-------- Records for processing

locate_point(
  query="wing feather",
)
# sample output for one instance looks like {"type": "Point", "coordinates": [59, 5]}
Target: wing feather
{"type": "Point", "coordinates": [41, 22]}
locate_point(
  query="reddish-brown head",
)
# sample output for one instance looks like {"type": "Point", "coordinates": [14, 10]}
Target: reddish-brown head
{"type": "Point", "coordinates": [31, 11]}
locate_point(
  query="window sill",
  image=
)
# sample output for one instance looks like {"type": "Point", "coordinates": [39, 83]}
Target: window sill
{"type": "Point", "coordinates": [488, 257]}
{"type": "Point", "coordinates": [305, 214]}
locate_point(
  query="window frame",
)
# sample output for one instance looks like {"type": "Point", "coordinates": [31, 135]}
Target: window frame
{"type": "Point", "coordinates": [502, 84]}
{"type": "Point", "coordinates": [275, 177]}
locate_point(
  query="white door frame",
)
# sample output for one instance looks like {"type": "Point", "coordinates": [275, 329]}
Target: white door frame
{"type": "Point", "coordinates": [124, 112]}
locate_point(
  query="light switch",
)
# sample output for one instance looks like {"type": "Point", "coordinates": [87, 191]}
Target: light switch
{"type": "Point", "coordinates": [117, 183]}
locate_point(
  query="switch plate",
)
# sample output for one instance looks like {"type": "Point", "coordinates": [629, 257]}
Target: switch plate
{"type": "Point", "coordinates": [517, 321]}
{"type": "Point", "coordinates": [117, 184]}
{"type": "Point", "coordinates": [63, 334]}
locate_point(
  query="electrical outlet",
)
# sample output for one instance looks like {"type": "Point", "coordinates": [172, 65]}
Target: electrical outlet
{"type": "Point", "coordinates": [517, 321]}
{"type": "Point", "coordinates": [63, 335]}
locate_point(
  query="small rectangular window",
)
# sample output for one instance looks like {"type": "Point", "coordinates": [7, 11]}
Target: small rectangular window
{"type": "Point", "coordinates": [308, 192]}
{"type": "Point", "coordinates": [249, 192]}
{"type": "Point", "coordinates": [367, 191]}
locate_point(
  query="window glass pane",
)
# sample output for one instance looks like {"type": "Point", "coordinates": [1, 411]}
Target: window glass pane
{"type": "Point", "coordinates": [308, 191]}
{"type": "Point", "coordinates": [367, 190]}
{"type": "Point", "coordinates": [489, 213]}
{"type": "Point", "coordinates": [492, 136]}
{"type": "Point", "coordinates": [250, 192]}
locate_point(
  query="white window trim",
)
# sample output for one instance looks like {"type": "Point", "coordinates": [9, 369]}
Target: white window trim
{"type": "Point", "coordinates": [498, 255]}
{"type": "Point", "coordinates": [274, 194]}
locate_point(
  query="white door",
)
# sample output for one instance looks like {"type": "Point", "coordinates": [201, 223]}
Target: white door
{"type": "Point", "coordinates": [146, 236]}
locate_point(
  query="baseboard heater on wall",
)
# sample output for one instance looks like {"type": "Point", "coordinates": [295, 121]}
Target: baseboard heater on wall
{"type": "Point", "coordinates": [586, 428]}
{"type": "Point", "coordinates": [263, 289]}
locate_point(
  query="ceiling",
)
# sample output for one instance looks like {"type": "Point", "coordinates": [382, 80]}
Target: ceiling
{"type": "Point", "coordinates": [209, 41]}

----------------

_Work to be completed_
Copy all the entries verbatim.

_The completed task_
locate_point(
  query="wing feather",
)
# sample output for one instance looks like {"type": "Point", "coordinates": [59, 5]}
Target: wing feather
{"type": "Point", "coordinates": [41, 22]}
locate_point(
  query="reddish-brown head",
)
# sample output for one instance looks like {"type": "Point", "coordinates": [14, 10]}
Target: reddish-brown head
{"type": "Point", "coordinates": [31, 11]}
locate_point(
  query="window sill",
  image=
)
# sample output for one instance looks like {"type": "Point", "coordinates": [39, 83]}
Target: window sill
{"type": "Point", "coordinates": [488, 257]}
{"type": "Point", "coordinates": [305, 214]}
locate_point(
  query="window frame",
)
# sample output for one instance looks like {"type": "Point", "coordinates": [31, 135]}
Target: window frame
{"type": "Point", "coordinates": [502, 84]}
{"type": "Point", "coordinates": [275, 177]}
locate_point(
  query="white door frame",
)
# sample output for one instance looks like {"type": "Point", "coordinates": [275, 329]}
Target: white door frame
{"type": "Point", "coordinates": [124, 112]}
locate_point(
  query="light switch",
)
# sample output for one instance looks like {"type": "Point", "coordinates": [87, 191]}
Target: light switch
{"type": "Point", "coordinates": [117, 183]}
locate_point(
  query="switch plate",
)
# sample output for one instance looks like {"type": "Point", "coordinates": [629, 257]}
Target: switch plate
{"type": "Point", "coordinates": [517, 321]}
{"type": "Point", "coordinates": [117, 184]}
{"type": "Point", "coordinates": [63, 334]}
locate_point(
  query="electrical outlet",
)
# sample output for one instance looks like {"type": "Point", "coordinates": [172, 65]}
Target: electrical outlet
{"type": "Point", "coordinates": [517, 321]}
{"type": "Point", "coordinates": [63, 335]}
locate_point(
  query="small rectangular window",
)
# sample output for one instance looks like {"type": "Point", "coordinates": [7, 11]}
Target: small rectangular window
{"type": "Point", "coordinates": [308, 192]}
{"type": "Point", "coordinates": [249, 192]}
{"type": "Point", "coordinates": [367, 191]}
locate_point(
  query="window glass pane",
)
# sample output for one instance looks like {"type": "Point", "coordinates": [1, 411]}
Target: window glass pane
{"type": "Point", "coordinates": [308, 191]}
{"type": "Point", "coordinates": [367, 190]}
{"type": "Point", "coordinates": [489, 213]}
{"type": "Point", "coordinates": [492, 136]}
{"type": "Point", "coordinates": [250, 192]}
locate_point(
  query="white window trim",
)
# sample output for one instance looks like {"type": "Point", "coordinates": [9, 369]}
Target: white window trim
{"type": "Point", "coordinates": [498, 255]}
{"type": "Point", "coordinates": [274, 194]}
locate_point(
  query="white door",
)
# sample output for one instance looks like {"type": "Point", "coordinates": [201, 223]}
Target: white door
{"type": "Point", "coordinates": [146, 236]}
locate_point(
  query="baseboard heater on wall",
)
# sample output for one instance looks like {"type": "Point", "coordinates": [295, 121]}
Target: baseboard heater on wall
{"type": "Point", "coordinates": [586, 428]}
{"type": "Point", "coordinates": [263, 289]}
locate_point(
  query="ceiling",
)
# sample output for one instance looks like {"type": "Point", "coordinates": [382, 80]}
Target: ceiling
{"type": "Point", "coordinates": [209, 41]}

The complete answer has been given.